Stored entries
::::

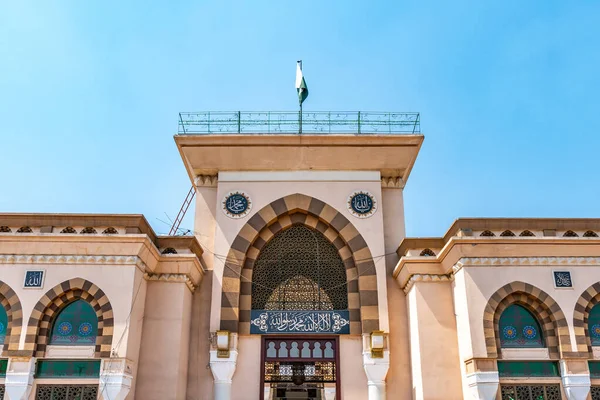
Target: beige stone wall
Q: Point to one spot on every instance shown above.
(163, 369)
(433, 341)
(333, 189)
(200, 379)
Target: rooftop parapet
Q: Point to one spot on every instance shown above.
(319, 122)
(512, 229)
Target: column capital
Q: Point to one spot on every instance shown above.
(575, 378)
(483, 385)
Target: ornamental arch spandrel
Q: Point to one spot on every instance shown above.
(549, 314)
(588, 299)
(55, 300)
(12, 305)
(278, 216)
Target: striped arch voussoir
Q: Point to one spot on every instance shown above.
(539, 303)
(588, 299)
(11, 303)
(55, 299)
(280, 215)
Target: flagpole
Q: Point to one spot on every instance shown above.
(300, 116)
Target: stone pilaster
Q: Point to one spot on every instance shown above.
(575, 377)
(116, 377)
(223, 370)
(376, 370)
(19, 378)
(482, 378)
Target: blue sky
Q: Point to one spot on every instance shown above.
(508, 91)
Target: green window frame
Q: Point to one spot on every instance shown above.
(72, 369)
(3, 324)
(528, 369)
(518, 328)
(75, 325)
(3, 367)
(594, 325)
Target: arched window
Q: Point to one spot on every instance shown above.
(594, 325)
(299, 269)
(75, 325)
(519, 328)
(427, 253)
(3, 324)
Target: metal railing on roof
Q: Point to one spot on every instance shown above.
(320, 122)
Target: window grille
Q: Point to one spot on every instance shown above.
(66, 392)
(299, 269)
(519, 328)
(530, 392)
(76, 324)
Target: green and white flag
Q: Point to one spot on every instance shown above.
(301, 83)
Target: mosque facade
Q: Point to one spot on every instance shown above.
(297, 281)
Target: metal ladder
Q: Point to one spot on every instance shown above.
(182, 211)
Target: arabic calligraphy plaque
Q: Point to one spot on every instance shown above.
(267, 321)
(34, 279)
(362, 204)
(236, 204)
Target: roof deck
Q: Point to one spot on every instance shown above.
(311, 122)
(210, 142)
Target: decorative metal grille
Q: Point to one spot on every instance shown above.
(299, 269)
(355, 122)
(66, 392)
(530, 392)
(315, 371)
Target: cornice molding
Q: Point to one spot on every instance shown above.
(172, 278)
(498, 262)
(524, 261)
(392, 182)
(206, 180)
(71, 259)
(425, 278)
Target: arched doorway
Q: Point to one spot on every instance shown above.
(299, 303)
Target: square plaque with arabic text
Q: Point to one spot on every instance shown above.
(34, 279)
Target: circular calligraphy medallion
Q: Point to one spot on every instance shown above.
(510, 332)
(236, 204)
(362, 204)
(65, 328)
(529, 332)
(85, 329)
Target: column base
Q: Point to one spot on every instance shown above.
(116, 378)
(19, 378)
(223, 370)
(483, 385)
(376, 370)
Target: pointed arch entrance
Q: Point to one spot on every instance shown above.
(299, 209)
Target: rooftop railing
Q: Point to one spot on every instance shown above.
(320, 122)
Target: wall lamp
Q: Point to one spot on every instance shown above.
(223, 344)
(377, 344)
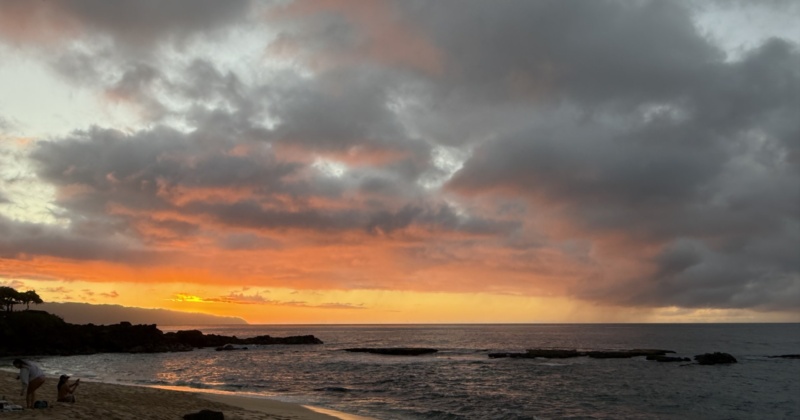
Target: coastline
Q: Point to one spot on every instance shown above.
(107, 400)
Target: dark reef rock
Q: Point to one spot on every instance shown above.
(552, 354)
(47, 334)
(569, 353)
(715, 358)
(229, 347)
(659, 358)
(394, 351)
(786, 356)
(205, 415)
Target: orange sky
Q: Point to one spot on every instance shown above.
(395, 162)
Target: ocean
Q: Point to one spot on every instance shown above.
(462, 382)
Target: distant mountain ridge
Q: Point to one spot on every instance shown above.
(87, 313)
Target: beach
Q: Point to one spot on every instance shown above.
(97, 400)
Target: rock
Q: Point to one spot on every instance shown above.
(205, 415)
(715, 358)
(229, 347)
(40, 333)
(553, 353)
(568, 353)
(625, 354)
(394, 351)
(659, 358)
(510, 355)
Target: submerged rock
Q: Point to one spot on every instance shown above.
(659, 358)
(205, 415)
(553, 353)
(786, 356)
(394, 351)
(569, 353)
(715, 358)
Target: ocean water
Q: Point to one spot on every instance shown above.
(462, 382)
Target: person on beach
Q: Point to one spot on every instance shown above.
(31, 377)
(66, 390)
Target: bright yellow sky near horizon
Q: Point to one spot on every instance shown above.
(388, 162)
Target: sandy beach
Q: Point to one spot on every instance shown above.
(96, 400)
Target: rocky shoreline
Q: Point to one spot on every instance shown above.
(27, 333)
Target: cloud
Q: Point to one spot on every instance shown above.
(240, 298)
(611, 152)
(129, 22)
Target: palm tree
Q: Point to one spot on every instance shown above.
(9, 297)
(30, 297)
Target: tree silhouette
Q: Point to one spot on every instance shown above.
(30, 297)
(9, 297)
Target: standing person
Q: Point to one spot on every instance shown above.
(66, 390)
(31, 377)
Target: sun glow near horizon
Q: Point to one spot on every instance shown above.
(335, 162)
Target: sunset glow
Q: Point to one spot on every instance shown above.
(404, 162)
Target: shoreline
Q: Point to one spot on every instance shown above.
(127, 401)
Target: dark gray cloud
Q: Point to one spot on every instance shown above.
(616, 119)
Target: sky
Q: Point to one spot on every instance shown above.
(371, 161)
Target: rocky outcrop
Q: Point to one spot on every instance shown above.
(205, 415)
(394, 351)
(668, 359)
(40, 333)
(568, 353)
(786, 356)
(715, 358)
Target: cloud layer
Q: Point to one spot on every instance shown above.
(604, 151)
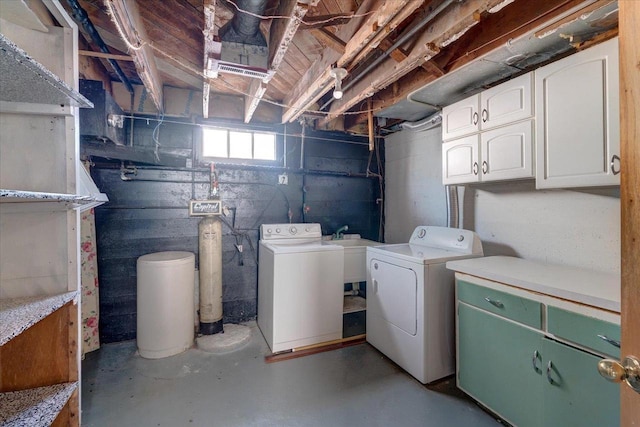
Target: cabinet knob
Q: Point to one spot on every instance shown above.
(494, 302)
(549, 369)
(535, 361)
(627, 371)
(615, 159)
(609, 340)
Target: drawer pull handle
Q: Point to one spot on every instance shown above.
(549, 368)
(609, 340)
(494, 302)
(535, 360)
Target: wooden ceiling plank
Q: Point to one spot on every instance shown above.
(405, 13)
(330, 20)
(280, 37)
(209, 35)
(127, 17)
(317, 81)
(451, 24)
(329, 39)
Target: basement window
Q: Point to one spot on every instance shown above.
(233, 144)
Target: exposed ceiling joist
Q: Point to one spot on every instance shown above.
(126, 16)
(329, 39)
(280, 37)
(445, 28)
(209, 33)
(317, 81)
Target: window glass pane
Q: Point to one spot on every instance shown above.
(240, 145)
(264, 146)
(214, 143)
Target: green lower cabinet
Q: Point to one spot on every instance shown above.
(577, 395)
(496, 365)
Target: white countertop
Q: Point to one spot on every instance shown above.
(589, 287)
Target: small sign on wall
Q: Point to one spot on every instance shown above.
(204, 207)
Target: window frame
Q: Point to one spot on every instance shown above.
(278, 161)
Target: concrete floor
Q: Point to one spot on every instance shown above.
(354, 386)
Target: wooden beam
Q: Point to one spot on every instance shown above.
(329, 39)
(280, 37)
(209, 35)
(94, 54)
(317, 81)
(126, 17)
(321, 21)
(629, 42)
(383, 35)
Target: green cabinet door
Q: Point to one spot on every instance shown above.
(496, 365)
(577, 395)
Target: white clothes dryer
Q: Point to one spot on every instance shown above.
(300, 289)
(410, 299)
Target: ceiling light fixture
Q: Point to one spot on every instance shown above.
(338, 74)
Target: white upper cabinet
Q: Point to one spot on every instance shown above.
(507, 152)
(499, 154)
(506, 103)
(461, 118)
(460, 161)
(578, 119)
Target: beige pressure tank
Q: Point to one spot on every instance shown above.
(165, 303)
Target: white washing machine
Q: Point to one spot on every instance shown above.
(300, 289)
(410, 299)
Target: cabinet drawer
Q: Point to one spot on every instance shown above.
(510, 306)
(583, 330)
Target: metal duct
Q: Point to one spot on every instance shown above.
(424, 124)
(244, 27)
(453, 206)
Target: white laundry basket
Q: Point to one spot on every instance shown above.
(165, 303)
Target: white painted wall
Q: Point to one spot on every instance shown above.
(413, 178)
(573, 227)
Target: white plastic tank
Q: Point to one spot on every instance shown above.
(165, 323)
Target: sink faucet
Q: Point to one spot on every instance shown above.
(338, 235)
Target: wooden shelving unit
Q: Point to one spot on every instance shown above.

::::

Work instructions: Arrange everything in the entries above, from the line containing "Target: white clothes dryer" down through the last entry, as a numbered list, leaving out any blank lines.

Result for this task:
1. Target: white clothes dryer
2. Q: Point to one spot on every instance shown above.
3. (300, 289)
4. (410, 299)
5. Target: ceiling light fixture
6. Q: Point to one spot on every instance shown above.
7. (338, 74)
8. Target: white upper cabinet
9. Q: Point to one spot on every instance shown above.
10. (507, 152)
11. (499, 154)
12. (506, 103)
13. (461, 118)
14. (460, 161)
15. (578, 119)
16. Target: beige pressure tank
17. Q: Point to one spot on every instance shown above.
18. (165, 303)
19. Target: white washing machine
20. Q: Point to one spot on every instance shown above.
21. (300, 289)
22. (410, 299)
23. Target: cabinet drawer
24. Q: Point to one spot on every instance shown above.
25. (510, 306)
26. (583, 330)
27. Target: metal duct
28. Q: Point to one spot on every instance shown above.
29. (424, 124)
30. (244, 27)
31. (453, 206)
32. Target: white laundry basket
33. Q: Point to one spot on every instance shown above.
34. (165, 303)
35. Target: white painted wall
36. Q: Point to one spot on every instance shown above.
37. (413, 178)
38. (573, 227)
39. Target: white plastic tank
40. Q: Point to one spot on every instance shown above.
41. (165, 323)
42. Target: sink faucet
43. Q: Point to one spot on every instance shown above.
44. (338, 235)
45. Target: wooden shelving unit
46. Q: Point to one spot on every instance shown above.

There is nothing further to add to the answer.